### Exercise instructions
a: From the buoyage discussion, set down word for word the passage that begins at "Thanks Roger, I" and stops after "visual to aim at.".
b: Render this sentence from the buoyage discussion in Spanish: "We leisure boaters don't contribute much in the way of light dues."

### Text extract
..........
As for the Suffolk Rivers, there is a potential route to the Kent Rivers down the Black Deep, nipping between the Long Sand and Tizard (currently easy with the Black Deep No 12 and Tizard) into the Knob Channel. This puts them in good shape for the Spaniard to negotiate the Wind Farm. The proposed discontinuence would certainly make that a GPS exercise rather than a visual pilotage one but I guess it would be a fair argument for Trinity House to point out that its expensive buoyage for a few when the same vessels could clear the Knock John Channel and then shape for the Spaniard (or indeed use the Barrow Deep instead which is marginally shorter).

I would guess that these are pretty difficult proposals to argue against but it is a loss. Does anyone have any views that they would like to make. I will pass them onto Terry Corner so as to shape his response to the RYA.

There are, of course proposals in the same review to reduce Lowestoft Lighthouse to 18nm range, discontinue the red sectors of Southwold Lighthouse (expnding the white sector) and to discontinue Orfordness lighthouse.
 
Thanks Roger, I have already discussed and replied to Terry.
FWIW, I have suggested that there could be a realignment/reassignment of the current buoys to allow across sands passage, as you say.
I still think Tizard Bank is significant, and the crossing round the southerly end of the Sunk, but the buoys marking the southerly bank of West Shingles/Shingles Patch and the beginning of Long Sand could possibly ignore the Edinburghs entrance, and thus be spaced further.

I must say that it is always reassuring to buoy hop in murky viz or a steep chop and gives something visual to aim at.
I am afraid that having a permanent eye on the GPS is very wearing in close conditions, far better to have a transits plan sorted.

But, as I said to Terry, my discussions with Trinity/PLA re the replacement of the SW Sunk Beacon were polite, affable and firmly refused on fiscal grounds.
We leisure boaters don't contribute much in the way of light dues.

My will still requires that my ashes are scattered at the location of Edinburgh No1.:o
 
Fisherman's Gat is used by commercial shipping (and pay light dues) so I guess they get there from the SW via Knock John channel. Is there an argument to have buoys at SW / NE ends of the Knob shoal / Tizzard Bank so if commercail traffic misses the KJ or the port buoys are carried away then there is something to keep them off the shallows?
..........
[A data block]
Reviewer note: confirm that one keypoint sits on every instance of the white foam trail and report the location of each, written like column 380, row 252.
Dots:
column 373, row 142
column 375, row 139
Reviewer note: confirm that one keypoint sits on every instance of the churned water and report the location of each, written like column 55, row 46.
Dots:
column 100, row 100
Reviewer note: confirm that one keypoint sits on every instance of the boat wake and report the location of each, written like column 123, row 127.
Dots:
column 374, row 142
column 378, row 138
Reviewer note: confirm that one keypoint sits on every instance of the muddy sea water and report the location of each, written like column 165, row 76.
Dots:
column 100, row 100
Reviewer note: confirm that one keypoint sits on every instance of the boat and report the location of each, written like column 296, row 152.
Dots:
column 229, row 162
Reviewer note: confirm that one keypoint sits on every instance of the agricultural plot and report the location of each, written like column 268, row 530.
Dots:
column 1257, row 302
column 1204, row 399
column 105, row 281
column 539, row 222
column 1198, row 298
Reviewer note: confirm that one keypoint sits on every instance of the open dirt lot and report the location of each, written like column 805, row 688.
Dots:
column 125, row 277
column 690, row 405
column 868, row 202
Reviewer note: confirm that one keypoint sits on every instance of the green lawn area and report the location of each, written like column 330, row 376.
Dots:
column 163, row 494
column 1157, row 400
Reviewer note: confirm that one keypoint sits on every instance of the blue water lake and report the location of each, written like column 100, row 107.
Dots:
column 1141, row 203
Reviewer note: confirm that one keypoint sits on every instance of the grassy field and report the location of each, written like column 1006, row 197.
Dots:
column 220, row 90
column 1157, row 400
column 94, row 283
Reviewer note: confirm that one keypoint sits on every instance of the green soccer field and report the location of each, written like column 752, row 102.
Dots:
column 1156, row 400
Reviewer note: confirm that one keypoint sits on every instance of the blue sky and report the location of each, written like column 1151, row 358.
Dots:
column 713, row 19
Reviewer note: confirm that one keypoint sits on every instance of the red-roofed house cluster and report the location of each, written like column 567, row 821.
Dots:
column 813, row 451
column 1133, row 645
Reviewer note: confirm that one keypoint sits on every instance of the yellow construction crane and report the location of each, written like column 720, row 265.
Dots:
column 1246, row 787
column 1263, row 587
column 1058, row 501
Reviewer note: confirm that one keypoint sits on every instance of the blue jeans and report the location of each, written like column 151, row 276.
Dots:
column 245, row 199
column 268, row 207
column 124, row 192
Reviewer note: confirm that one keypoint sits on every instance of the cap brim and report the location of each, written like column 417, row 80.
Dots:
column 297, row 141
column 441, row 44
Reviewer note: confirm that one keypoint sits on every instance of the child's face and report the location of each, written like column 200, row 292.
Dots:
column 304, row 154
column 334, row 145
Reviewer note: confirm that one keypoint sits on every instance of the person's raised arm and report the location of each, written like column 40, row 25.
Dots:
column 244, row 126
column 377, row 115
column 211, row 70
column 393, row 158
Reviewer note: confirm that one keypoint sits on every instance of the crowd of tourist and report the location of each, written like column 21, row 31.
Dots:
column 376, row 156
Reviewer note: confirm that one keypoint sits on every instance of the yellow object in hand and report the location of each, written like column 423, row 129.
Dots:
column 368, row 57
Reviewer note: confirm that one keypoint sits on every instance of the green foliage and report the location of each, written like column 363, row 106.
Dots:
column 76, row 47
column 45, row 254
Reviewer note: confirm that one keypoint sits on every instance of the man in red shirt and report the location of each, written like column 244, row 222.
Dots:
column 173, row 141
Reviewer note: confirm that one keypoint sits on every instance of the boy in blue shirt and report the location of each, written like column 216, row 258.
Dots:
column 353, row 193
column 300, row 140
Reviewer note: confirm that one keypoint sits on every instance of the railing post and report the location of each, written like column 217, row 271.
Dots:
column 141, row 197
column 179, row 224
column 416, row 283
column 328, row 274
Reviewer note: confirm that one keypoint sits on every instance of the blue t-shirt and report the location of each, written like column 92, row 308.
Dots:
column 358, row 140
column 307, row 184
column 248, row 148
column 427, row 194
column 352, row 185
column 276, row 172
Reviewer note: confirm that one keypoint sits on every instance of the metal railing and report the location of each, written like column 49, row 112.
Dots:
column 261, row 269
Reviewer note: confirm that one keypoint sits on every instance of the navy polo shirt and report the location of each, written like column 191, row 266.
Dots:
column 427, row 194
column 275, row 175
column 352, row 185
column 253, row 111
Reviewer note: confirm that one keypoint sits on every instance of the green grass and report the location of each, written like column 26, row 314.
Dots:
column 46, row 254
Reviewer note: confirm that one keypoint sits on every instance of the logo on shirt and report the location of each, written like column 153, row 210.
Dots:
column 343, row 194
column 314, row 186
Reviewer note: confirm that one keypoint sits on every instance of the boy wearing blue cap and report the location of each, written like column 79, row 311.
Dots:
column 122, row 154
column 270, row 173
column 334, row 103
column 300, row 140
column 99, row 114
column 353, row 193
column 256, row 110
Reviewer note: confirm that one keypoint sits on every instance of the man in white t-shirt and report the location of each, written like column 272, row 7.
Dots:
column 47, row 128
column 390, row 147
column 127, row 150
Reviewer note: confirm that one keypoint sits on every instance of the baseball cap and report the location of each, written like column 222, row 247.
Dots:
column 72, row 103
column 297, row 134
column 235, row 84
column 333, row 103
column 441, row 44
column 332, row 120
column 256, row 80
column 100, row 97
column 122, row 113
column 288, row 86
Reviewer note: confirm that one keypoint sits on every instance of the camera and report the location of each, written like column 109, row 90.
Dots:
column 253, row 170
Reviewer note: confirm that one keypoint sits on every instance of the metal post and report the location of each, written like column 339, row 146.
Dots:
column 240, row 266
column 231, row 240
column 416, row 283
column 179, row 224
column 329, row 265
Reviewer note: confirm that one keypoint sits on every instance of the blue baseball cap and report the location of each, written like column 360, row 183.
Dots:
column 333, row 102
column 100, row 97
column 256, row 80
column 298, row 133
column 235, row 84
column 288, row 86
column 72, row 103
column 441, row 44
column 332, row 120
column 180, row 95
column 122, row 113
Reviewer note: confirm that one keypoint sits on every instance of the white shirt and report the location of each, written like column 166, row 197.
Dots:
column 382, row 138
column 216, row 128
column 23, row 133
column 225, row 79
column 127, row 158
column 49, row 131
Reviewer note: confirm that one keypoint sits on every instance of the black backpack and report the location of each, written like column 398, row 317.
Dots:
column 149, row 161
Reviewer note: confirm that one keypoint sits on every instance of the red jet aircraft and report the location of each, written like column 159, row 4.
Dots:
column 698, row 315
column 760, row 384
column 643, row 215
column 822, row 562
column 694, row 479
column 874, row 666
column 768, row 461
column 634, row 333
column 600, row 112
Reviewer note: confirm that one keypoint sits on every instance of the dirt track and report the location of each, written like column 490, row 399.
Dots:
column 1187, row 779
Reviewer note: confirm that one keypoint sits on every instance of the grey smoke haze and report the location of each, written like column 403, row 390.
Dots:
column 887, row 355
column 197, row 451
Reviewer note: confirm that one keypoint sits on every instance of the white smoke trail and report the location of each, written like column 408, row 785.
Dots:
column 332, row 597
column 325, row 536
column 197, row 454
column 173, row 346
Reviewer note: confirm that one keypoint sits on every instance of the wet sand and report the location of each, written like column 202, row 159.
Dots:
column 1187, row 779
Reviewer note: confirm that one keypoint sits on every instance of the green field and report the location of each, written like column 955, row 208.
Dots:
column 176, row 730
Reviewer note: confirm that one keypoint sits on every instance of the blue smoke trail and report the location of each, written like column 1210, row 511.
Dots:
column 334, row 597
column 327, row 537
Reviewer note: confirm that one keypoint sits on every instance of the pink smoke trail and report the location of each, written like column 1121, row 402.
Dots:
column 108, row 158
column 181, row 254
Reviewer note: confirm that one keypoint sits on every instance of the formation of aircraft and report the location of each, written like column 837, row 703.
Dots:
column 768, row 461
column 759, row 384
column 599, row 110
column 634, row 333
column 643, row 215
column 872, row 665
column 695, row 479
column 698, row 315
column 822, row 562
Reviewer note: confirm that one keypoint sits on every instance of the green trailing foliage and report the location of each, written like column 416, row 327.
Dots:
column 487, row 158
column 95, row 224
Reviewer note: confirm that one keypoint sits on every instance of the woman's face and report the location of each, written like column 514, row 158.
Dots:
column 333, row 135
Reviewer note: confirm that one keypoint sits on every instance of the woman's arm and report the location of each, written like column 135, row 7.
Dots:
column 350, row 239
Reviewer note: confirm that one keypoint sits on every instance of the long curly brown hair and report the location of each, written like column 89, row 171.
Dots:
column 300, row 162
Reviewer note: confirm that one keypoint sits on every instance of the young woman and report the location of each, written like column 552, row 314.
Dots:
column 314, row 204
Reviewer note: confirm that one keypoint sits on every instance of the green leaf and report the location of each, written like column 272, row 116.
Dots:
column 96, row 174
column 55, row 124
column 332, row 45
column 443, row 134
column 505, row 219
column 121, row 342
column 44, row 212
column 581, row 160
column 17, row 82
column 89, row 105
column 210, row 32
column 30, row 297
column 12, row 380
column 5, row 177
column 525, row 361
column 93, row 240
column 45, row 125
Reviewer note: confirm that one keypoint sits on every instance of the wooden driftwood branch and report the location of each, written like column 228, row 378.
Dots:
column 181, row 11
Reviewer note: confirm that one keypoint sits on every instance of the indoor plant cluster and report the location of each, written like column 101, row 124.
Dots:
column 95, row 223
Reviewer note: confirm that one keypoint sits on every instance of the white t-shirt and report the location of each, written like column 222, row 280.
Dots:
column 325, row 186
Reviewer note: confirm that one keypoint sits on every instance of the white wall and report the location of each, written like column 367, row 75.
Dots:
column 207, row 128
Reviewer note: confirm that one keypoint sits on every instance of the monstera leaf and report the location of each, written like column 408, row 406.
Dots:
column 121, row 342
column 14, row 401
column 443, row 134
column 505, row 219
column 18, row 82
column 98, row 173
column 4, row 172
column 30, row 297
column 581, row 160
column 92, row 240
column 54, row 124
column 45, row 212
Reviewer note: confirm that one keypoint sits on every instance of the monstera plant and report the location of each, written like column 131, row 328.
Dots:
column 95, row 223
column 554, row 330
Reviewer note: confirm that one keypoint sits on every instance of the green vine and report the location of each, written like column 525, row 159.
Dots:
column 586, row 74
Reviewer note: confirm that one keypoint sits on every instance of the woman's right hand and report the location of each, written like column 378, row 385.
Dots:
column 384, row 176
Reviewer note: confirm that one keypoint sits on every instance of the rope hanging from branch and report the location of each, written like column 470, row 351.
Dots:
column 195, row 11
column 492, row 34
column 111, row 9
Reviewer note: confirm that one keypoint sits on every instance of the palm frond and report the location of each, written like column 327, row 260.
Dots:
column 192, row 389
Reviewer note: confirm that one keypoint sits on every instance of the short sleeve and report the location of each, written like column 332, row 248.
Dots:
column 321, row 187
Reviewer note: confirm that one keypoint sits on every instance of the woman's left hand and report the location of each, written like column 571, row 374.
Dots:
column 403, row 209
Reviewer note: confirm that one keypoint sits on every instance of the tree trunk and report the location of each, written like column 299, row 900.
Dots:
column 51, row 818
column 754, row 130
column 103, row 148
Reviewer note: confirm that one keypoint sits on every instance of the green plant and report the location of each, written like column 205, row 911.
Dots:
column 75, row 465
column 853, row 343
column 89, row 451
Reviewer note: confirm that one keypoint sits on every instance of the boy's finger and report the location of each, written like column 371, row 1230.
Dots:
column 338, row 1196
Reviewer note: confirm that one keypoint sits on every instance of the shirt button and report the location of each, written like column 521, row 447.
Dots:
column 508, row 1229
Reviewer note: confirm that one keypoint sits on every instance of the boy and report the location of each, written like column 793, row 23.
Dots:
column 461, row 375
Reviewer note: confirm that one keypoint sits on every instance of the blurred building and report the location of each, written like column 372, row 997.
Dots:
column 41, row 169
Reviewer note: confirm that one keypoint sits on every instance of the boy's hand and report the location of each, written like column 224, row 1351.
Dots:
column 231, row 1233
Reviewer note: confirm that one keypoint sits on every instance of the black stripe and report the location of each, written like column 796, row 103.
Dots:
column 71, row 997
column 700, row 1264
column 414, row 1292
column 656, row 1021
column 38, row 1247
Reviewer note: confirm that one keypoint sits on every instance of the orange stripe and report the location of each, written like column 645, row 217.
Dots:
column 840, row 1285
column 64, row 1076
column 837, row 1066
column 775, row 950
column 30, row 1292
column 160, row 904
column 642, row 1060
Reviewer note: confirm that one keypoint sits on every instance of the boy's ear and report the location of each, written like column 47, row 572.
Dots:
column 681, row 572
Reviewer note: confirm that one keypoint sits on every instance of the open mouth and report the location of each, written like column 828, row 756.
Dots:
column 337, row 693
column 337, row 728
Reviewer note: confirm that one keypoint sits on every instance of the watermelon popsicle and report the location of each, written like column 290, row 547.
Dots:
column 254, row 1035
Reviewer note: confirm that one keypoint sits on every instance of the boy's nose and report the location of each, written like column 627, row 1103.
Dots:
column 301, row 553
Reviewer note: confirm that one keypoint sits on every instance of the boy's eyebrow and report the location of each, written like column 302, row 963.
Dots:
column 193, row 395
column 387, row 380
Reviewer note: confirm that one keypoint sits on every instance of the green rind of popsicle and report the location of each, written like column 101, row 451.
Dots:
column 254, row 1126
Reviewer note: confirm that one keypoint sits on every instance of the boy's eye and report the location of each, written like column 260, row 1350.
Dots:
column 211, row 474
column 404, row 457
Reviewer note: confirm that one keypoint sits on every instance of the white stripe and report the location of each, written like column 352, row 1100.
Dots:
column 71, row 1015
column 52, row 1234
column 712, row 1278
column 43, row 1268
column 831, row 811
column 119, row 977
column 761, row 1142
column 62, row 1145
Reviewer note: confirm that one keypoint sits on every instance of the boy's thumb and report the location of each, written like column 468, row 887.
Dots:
..........
### Written responses
a:
Thanks Roger, I have already discussed and replied to Terry.
FWIW, I have suggested that there could be a realignment/reassignment of the current buoys to allow across sands passage, as you say.
I still think Tizard Bank is significant, and the crossing round the southerly end of the Sunk, but the buoys marking the southerly bank of West Shingles/Shingles Patch and the beginning of Long Sand could possibly ignore the Edinburghs entrance, and thus be spaced further.

I must say that it is always reassuring to buoy hop in murky viz or a steep chop and gives something visual to aim at.

b: Los navegantes de recreo no contribuimos mucho en concepto de tasas de faro.